EXERCISE DIRECTIONS -> Rewrite the stretch from the line containing "where? boat wake" through the end of the lines, putting "motorboat wake" in place of "boat wake" and leaving everything else unchanged.

INPUT DATA ->
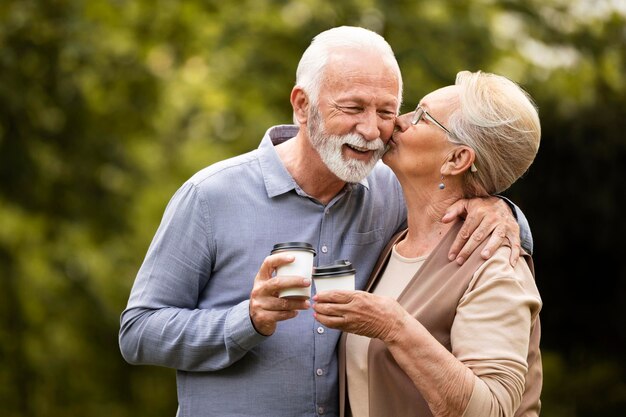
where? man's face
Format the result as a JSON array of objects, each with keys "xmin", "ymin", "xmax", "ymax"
[
  {"xmin": 307, "ymin": 106, "xmax": 385, "ymax": 183},
  {"xmin": 307, "ymin": 52, "xmax": 399, "ymax": 182}
]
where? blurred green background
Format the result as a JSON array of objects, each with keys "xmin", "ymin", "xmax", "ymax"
[{"xmin": 0, "ymin": 0, "xmax": 626, "ymax": 417}]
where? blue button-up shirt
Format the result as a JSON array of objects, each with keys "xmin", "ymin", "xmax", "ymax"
[{"xmin": 120, "ymin": 126, "xmax": 406, "ymax": 417}]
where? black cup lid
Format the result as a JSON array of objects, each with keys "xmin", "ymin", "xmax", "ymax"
[
  {"xmin": 313, "ymin": 259, "xmax": 356, "ymax": 278},
  {"xmin": 271, "ymin": 242, "xmax": 316, "ymax": 256}
]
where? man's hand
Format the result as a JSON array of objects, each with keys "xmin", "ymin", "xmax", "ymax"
[
  {"xmin": 442, "ymin": 197, "xmax": 520, "ymax": 266},
  {"xmin": 250, "ymin": 253, "xmax": 311, "ymax": 336},
  {"xmin": 313, "ymin": 290, "xmax": 408, "ymax": 342}
]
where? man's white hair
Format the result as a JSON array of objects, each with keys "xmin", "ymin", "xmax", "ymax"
[{"xmin": 294, "ymin": 26, "xmax": 402, "ymax": 121}]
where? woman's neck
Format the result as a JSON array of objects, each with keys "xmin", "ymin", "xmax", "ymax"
[{"xmin": 396, "ymin": 186, "xmax": 461, "ymax": 258}]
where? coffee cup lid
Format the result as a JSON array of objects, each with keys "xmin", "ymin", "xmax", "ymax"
[
  {"xmin": 271, "ymin": 242, "xmax": 316, "ymax": 256},
  {"xmin": 312, "ymin": 259, "xmax": 356, "ymax": 278}
]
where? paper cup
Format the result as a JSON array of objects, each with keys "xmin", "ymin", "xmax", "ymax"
[
  {"xmin": 313, "ymin": 260, "xmax": 356, "ymax": 293},
  {"xmin": 271, "ymin": 242, "xmax": 315, "ymax": 300}
]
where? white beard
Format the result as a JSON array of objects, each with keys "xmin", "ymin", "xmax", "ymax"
[{"xmin": 307, "ymin": 106, "xmax": 386, "ymax": 183}]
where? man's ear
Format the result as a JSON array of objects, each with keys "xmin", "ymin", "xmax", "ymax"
[
  {"xmin": 290, "ymin": 86, "xmax": 310, "ymax": 125},
  {"xmin": 441, "ymin": 146, "xmax": 476, "ymax": 175}
]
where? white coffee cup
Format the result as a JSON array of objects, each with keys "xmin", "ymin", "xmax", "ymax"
[
  {"xmin": 271, "ymin": 242, "xmax": 316, "ymax": 300},
  {"xmin": 313, "ymin": 259, "xmax": 356, "ymax": 293}
]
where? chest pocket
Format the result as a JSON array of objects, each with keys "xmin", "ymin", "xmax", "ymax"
[{"xmin": 342, "ymin": 229, "xmax": 384, "ymax": 246}]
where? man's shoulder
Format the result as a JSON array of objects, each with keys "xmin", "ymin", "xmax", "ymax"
[{"xmin": 188, "ymin": 149, "xmax": 260, "ymax": 186}]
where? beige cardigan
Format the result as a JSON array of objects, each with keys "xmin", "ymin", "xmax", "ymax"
[{"xmin": 339, "ymin": 222, "xmax": 542, "ymax": 417}]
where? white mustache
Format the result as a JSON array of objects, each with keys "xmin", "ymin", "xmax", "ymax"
[{"xmin": 341, "ymin": 133, "xmax": 385, "ymax": 151}]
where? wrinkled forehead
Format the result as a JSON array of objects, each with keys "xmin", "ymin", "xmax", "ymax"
[{"xmin": 419, "ymin": 85, "xmax": 461, "ymax": 113}]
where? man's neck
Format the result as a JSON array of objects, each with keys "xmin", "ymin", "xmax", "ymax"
[{"xmin": 276, "ymin": 132, "xmax": 346, "ymax": 205}]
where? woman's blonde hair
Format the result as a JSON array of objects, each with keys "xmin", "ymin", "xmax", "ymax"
[{"xmin": 448, "ymin": 71, "xmax": 541, "ymax": 196}]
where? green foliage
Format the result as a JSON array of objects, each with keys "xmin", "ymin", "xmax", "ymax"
[{"xmin": 0, "ymin": 0, "xmax": 626, "ymax": 417}]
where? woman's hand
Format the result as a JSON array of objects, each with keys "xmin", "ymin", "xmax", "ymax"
[
  {"xmin": 313, "ymin": 291, "xmax": 410, "ymax": 342},
  {"xmin": 442, "ymin": 197, "xmax": 521, "ymax": 266}
]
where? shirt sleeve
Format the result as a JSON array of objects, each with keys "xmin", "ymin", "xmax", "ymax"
[
  {"xmin": 451, "ymin": 248, "xmax": 541, "ymax": 417},
  {"xmin": 119, "ymin": 182, "xmax": 266, "ymax": 371}
]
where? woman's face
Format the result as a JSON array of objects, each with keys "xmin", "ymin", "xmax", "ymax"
[{"xmin": 383, "ymin": 86, "xmax": 459, "ymax": 185}]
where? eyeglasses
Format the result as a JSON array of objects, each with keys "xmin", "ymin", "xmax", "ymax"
[
  {"xmin": 411, "ymin": 104, "xmax": 454, "ymax": 137},
  {"xmin": 411, "ymin": 104, "xmax": 478, "ymax": 172}
]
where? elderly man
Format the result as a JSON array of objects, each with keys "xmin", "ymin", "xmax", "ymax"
[{"xmin": 120, "ymin": 27, "xmax": 519, "ymax": 417}]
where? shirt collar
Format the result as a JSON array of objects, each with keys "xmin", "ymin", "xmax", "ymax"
[{"xmin": 258, "ymin": 125, "xmax": 369, "ymax": 198}]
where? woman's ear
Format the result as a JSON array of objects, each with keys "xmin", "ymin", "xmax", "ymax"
[
  {"xmin": 441, "ymin": 146, "xmax": 476, "ymax": 175},
  {"xmin": 290, "ymin": 86, "xmax": 310, "ymax": 125}
]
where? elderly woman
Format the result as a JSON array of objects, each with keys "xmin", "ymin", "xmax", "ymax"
[{"xmin": 314, "ymin": 71, "xmax": 542, "ymax": 417}]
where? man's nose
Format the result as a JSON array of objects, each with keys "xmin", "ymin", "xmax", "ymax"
[
  {"xmin": 396, "ymin": 113, "xmax": 411, "ymax": 132},
  {"xmin": 356, "ymin": 111, "xmax": 382, "ymax": 140}
]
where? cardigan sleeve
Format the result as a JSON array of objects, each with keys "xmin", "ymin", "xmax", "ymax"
[{"xmin": 450, "ymin": 247, "xmax": 541, "ymax": 417}]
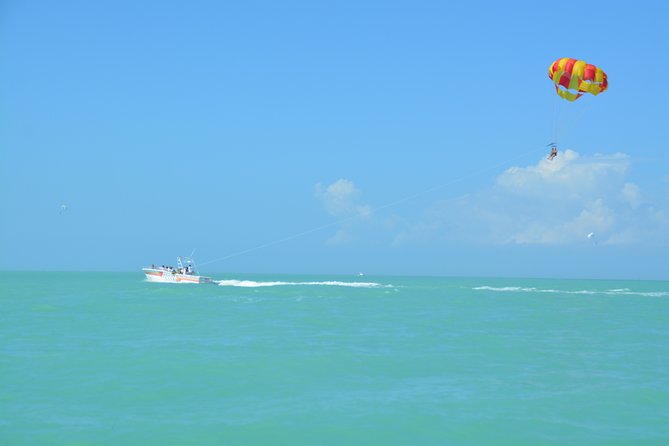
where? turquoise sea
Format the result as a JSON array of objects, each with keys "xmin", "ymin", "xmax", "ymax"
[{"xmin": 0, "ymin": 272, "xmax": 669, "ymax": 446}]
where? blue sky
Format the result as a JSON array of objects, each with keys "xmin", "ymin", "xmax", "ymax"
[{"xmin": 0, "ymin": 0, "xmax": 669, "ymax": 279}]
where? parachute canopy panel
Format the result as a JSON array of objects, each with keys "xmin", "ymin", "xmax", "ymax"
[{"xmin": 548, "ymin": 57, "xmax": 609, "ymax": 101}]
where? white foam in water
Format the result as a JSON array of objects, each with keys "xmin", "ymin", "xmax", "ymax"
[
  {"xmin": 472, "ymin": 285, "xmax": 669, "ymax": 297},
  {"xmin": 216, "ymin": 279, "xmax": 392, "ymax": 288}
]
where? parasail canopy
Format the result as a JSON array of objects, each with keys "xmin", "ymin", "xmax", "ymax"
[{"xmin": 548, "ymin": 57, "xmax": 609, "ymax": 101}]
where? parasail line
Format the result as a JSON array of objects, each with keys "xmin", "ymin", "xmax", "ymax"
[{"xmin": 199, "ymin": 148, "xmax": 543, "ymax": 266}]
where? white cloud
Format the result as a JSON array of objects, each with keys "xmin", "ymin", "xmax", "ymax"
[
  {"xmin": 314, "ymin": 178, "xmax": 372, "ymax": 244},
  {"xmin": 394, "ymin": 150, "xmax": 669, "ymax": 245}
]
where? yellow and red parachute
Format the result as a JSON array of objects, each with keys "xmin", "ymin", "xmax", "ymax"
[{"xmin": 548, "ymin": 57, "xmax": 609, "ymax": 101}]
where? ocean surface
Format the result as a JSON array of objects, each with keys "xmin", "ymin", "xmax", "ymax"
[{"xmin": 0, "ymin": 272, "xmax": 669, "ymax": 446}]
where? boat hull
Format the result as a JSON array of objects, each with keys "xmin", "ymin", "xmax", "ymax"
[{"xmin": 142, "ymin": 268, "xmax": 214, "ymax": 283}]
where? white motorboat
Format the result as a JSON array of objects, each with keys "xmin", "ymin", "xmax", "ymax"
[{"xmin": 142, "ymin": 256, "xmax": 214, "ymax": 283}]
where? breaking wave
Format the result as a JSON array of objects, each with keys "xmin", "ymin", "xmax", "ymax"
[
  {"xmin": 216, "ymin": 280, "xmax": 392, "ymax": 288},
  {"xmin": 472, "ymin": 286, "xmax": 669, "ymax": 297}
]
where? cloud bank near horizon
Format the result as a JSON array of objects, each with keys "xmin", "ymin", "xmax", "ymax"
[{"xmin": 316, "ymin": 150, "xmax": 669, "ymax": 246}]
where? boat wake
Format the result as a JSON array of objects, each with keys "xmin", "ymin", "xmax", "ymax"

RESULT ->
where? motorboat wake
Format the result as a JSON array of objects, each with keys "xmin", "ymin", "xmax", "ymax"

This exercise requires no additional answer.